§ Excerpted records:
--------------------

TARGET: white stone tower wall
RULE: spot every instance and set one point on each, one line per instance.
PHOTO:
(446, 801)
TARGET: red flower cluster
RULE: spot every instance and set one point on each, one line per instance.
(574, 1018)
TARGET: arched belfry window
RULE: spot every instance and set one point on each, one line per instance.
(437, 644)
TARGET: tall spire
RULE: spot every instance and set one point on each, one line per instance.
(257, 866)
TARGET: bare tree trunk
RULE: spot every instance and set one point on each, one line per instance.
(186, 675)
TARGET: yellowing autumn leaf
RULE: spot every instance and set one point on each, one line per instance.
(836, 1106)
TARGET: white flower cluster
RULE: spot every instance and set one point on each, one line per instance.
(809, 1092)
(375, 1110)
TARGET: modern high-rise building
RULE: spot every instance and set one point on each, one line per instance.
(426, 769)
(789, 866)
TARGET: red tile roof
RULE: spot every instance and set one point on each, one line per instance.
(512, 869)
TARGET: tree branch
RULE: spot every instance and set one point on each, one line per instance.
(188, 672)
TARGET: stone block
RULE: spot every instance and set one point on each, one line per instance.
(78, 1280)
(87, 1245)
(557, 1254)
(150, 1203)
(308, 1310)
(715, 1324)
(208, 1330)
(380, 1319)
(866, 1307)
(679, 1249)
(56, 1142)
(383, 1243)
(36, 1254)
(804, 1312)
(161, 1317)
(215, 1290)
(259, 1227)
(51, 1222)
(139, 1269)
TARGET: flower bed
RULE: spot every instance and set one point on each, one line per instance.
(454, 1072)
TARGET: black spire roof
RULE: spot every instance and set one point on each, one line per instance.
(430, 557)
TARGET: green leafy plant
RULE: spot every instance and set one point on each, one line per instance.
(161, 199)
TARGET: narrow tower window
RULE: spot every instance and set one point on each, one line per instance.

--------------------

§ Stated goal:
Recopy the entries above in their entirety, exactly.

§ Complete response:
TARGET: white stone tower wall
RULE: spot every instance and set one point on each, one line per instance.
PHOTO:
(446, 801)
TARGET: red flower cluster
RULE: spot every instance and set one point on each, one line per instance.
(574, 1018)
TARGET: arched belfry window
RULE: spot every instance and set one point on each, one line per instance.
(437, 644)
TARGET: tall spire
RULE: spot every instance and set one point on each, one line per instance.
(257, 866)
TARGET: bare tree trunk
RULE: spot every instance and set one point on each, one line per instance.
(186, 675)
TARGET: yellowing autumn leaf
RULE: spot every instance and set one point on each, one line per instance.
(836, 1106)
TARGET: white flower cluster
RULE: spot every instance and set one point on each, one line per instance.
(809, 1092)
(375, 1110)
TARGET: modern high-rise building
RULE: spot every instance and set one point on each, one line per instance.
(426, 769)
(789, 866)
TARGET: red tile roof
RULE: spot every instance and set one point on each, one line per instance.
(512, 869)
TARGET: tree branch
RULE: spot every instance and set one point on each, one line per instance.
(188, 672)
TARGET: stone block
RULE: spot every instance and set one point on each, one line per instance.
(78, 1280)
(87, 1245)
(557, 1254)
(150, 1203)
(308, 1310)
(715, 1324)
(208, 1330)
(380, 1319)
(866, 1307)
(679, 1249)
(56, 1142)
(383, 1243)
(36, 1254)
(804, 1312)
(161, 1317)
(215, 1290)
(259, 1227)
(51, 1222)
(139, 1269)
TARGET: flower bed
RULE: spot every instance and set one point on each, one line per instance.
(454, 1072)
TARGET: black spire roof
RULE: spot every instance and set one point on each, one line per instance.
(430, 557)
TARGET: green leafy plant
RULE: spot every instance and set one point on each, one line per instance.
(161, 199)
TARGET: narrow tower window
RULE: spot every instance and set one point on each, one line per instance.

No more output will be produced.